→ **YOUR TASK**:
Beginning at the line that contains "Point to the scaffolding.", reproduce every line to the end of the material without changing any of them.

Entries taken from a collection:
- - - - -

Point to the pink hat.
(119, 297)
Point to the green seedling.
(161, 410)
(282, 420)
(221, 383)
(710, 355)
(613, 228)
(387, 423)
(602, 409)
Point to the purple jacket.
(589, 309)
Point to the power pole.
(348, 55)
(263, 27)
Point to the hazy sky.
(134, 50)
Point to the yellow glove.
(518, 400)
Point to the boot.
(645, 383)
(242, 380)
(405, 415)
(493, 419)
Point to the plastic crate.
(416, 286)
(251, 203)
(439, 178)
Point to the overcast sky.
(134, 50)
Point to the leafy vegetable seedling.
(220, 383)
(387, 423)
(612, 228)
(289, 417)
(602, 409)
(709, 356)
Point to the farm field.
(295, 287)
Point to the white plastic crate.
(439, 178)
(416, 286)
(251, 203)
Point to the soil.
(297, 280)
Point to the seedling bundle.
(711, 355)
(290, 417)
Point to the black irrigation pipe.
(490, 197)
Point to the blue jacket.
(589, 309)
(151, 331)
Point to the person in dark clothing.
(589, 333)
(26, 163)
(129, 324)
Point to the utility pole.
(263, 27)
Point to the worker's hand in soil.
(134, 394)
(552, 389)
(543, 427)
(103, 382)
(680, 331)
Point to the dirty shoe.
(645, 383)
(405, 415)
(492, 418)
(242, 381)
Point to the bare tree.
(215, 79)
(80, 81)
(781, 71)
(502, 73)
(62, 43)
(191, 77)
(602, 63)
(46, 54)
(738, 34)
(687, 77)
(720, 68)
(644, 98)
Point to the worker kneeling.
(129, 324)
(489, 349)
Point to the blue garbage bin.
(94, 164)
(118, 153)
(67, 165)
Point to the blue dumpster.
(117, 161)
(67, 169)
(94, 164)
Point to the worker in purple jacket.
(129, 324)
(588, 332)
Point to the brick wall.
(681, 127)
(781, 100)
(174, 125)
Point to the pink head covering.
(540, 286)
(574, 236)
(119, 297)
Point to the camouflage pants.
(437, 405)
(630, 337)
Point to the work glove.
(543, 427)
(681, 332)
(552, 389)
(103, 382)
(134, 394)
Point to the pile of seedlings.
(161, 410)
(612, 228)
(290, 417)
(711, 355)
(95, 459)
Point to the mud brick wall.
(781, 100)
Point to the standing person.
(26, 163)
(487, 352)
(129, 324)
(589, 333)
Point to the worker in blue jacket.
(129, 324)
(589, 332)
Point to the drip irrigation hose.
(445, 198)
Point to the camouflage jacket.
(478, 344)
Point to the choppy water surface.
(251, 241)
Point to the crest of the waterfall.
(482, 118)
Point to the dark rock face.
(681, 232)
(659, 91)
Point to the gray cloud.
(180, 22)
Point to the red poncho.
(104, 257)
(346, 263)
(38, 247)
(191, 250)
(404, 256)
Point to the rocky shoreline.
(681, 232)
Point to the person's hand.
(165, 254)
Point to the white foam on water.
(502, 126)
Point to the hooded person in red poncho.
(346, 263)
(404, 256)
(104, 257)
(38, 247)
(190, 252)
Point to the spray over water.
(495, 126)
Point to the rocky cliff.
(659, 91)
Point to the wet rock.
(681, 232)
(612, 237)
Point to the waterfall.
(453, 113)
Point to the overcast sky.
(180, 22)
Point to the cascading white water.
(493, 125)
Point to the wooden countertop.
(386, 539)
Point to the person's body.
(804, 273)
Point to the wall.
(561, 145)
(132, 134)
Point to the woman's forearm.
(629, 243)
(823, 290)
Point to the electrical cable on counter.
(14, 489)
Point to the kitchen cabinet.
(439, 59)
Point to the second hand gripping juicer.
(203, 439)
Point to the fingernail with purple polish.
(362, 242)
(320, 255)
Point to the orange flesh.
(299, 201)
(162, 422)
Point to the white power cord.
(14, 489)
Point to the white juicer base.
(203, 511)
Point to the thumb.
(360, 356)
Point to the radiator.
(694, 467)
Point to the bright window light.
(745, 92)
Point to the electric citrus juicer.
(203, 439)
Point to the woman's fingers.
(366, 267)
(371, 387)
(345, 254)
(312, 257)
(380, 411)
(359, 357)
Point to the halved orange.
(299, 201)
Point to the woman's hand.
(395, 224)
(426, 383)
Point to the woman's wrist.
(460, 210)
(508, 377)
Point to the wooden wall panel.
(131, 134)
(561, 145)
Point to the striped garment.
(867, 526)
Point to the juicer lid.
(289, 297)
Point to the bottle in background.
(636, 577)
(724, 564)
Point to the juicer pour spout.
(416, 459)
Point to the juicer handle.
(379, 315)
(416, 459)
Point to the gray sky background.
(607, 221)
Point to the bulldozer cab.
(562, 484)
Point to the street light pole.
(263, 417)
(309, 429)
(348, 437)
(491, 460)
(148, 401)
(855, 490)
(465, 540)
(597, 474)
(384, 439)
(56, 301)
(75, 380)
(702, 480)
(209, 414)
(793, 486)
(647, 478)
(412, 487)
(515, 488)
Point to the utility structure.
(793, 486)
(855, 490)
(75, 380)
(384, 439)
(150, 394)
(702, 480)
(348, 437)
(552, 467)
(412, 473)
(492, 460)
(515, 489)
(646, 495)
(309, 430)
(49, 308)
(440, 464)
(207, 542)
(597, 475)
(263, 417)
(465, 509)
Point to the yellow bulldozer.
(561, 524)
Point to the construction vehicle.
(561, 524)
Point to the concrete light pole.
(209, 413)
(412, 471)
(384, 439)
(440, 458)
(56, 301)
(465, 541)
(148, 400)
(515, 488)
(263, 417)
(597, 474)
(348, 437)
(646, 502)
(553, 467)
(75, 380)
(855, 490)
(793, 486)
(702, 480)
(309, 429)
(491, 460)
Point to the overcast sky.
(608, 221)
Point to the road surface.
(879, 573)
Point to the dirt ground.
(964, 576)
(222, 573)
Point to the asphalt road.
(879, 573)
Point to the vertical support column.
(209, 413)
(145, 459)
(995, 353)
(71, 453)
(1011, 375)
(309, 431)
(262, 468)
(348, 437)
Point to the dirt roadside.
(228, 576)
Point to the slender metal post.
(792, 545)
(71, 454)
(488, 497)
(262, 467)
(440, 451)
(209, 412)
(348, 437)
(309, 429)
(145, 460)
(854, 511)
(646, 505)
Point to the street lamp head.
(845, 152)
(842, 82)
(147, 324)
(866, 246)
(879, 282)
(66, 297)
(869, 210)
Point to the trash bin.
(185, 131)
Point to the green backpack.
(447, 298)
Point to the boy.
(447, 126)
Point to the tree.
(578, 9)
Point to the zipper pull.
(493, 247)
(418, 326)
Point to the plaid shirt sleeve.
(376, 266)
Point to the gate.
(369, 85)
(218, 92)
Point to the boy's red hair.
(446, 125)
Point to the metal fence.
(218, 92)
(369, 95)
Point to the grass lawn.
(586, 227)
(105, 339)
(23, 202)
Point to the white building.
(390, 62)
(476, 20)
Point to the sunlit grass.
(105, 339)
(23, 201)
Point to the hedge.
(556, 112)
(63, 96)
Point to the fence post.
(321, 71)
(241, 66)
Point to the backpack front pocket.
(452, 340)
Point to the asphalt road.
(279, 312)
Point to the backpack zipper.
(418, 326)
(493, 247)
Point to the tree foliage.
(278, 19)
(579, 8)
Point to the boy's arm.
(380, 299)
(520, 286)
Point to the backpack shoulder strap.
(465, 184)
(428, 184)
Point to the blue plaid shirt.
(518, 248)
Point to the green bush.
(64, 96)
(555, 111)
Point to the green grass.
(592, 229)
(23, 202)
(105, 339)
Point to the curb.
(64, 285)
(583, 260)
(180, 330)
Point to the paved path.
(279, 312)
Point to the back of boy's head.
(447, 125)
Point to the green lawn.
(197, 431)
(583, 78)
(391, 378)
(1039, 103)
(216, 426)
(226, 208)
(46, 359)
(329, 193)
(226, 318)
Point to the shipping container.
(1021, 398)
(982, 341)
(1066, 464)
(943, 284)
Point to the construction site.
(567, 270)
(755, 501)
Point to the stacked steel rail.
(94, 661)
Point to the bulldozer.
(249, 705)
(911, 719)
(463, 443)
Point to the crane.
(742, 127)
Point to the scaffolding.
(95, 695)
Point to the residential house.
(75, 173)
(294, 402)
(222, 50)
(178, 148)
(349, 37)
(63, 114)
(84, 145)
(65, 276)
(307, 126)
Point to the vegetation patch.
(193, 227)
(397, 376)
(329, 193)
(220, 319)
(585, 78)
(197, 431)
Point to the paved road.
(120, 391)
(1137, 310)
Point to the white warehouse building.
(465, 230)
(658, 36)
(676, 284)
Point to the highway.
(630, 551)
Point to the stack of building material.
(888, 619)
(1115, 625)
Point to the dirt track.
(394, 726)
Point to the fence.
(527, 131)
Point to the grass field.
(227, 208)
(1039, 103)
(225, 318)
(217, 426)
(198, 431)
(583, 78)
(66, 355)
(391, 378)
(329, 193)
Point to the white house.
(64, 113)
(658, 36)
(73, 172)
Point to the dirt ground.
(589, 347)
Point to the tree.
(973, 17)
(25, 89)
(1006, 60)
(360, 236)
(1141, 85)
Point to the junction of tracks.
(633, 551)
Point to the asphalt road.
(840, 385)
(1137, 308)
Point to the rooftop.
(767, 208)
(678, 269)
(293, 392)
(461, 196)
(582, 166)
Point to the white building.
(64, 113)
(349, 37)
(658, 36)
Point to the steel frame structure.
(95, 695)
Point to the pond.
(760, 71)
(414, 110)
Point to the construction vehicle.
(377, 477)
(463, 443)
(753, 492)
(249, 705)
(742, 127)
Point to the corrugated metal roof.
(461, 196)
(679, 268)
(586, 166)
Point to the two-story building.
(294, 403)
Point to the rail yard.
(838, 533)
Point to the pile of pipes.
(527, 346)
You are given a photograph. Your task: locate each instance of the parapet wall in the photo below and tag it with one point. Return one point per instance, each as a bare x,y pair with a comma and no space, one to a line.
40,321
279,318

- - - - -

→ **SOLVED PROBLEM**:
Point to the scaffolding.
(95, 695)
Point to the residential house.
(75, 173)
(294, 402)
(222, 50)
(178, 148)
(349, 37)
(63, 114)
(84, 145)
(65, 276)
(307, 126)
Point to the vegetation patch.
(193, 227)
(397, 376)
(329, 193)
(220, 319)
(585, 78)
(197, 431)
Point to the paved road.
(120, 391)
(1137, 310)
Point to the white warehouse building.
(465, 230)
(658, 36)
(676, 284)
Point to the highway.
(630, 551)
Point to the stack of building material.
(888, 619)
(1115, 625)
Point to the dirt track.
(394, 726)
Point to the fence.
(527, 131)
Point to the grass field.
(227, 208)
(1039, 103)
(225, 318)
(217, 426)
(198, 431)
(583, 78)
(66, 355)
(391, 378)
(329, 193)
Point to the white house.
(64, 113)
(658, 36)
(73, 172)
Point to the dirt ground.
(589, 347)
Point to the tree.
(973, 17)
(25, 89)
(1006, 60)
(360, 236)
(1141, 85)
Point to the junction of tracks.
(633, 551)
Point to the asphalt road.
(840, 385)
(1137, 308)
Point to the rooftop.
(767, 208)
(678, 269)
(293, 392)
(461, 196)
(582, 166)
Point to the white building.
(64, 113)
(349, 37)
(658, 36)
Point to the steel frame structure.
(95, 695)
Point to the pond.
(760, 71)
(414, 110)
Point to the construction vehicle.
(377, 477)
(463, 443)
(753, 492)
(249, 705)
(742, 127)
Point to the corrugated metal roof.
(461, 196)
(679, 268)
(586, 166)
Point to the two-story building.
(294, 403)
Point to the rail yard.
(838, 533)
Point to the pile of pipes.
(527, 346)
You are given a photograph. Your task: locate each instance of the parapet wall in the photo below and tag it with one point. Return one point per instance, each as a bare x,y pair with a comma and no space, one to a line.
40,321
279,318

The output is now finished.